* WRITTEN REQUEST: Rewrite the entries below, putting "dawn" wherever "dusk" appears and leaving everything else unchanged.

_____

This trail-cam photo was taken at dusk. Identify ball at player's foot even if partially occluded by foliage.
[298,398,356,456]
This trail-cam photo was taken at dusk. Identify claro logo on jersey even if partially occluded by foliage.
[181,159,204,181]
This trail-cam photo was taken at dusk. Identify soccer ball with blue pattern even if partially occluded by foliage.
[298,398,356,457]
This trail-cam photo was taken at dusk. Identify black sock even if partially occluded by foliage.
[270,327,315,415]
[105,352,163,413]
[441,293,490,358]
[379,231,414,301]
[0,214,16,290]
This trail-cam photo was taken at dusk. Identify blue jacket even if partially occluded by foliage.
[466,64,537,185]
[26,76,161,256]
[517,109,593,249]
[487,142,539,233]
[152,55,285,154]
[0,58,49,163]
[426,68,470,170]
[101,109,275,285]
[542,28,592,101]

_____

* SOLUTION TO THIS EXERCISE:
This trail-cam photo was taken at dawn. Identify ball at player's foot even if partially occluded by foliage.
[298,398,356,456]
This trail-cam photo was taken at dawn. Identify claro logo on jersey even if partially occluded by foliage.
[181,159,204,181]
This trail-cam photo was taken at dawn. Identify soccer ball with blue pattern even if partially occluded by foliage.
[298,398,356,457]
This trail-cam photo was taken at dawn. Identify black sock even if partially occluded by foliage.
[270,327,315,415]
[105,352,163,413]
[441,293,490,358]
[379,231,414,301]
[0,214,16,290]
This trail-cam photo was taken at dawn. Identify blue jacket even if partially occluded by foliage.
[466,64,537,185]
[26,76,161,256]
[517,109,593,249]
[487,142,539,233]
[152,55,285,154]
[0,58,49,163]
[426,68,470,170]
[101,109,275,285]
[542,28,592,101]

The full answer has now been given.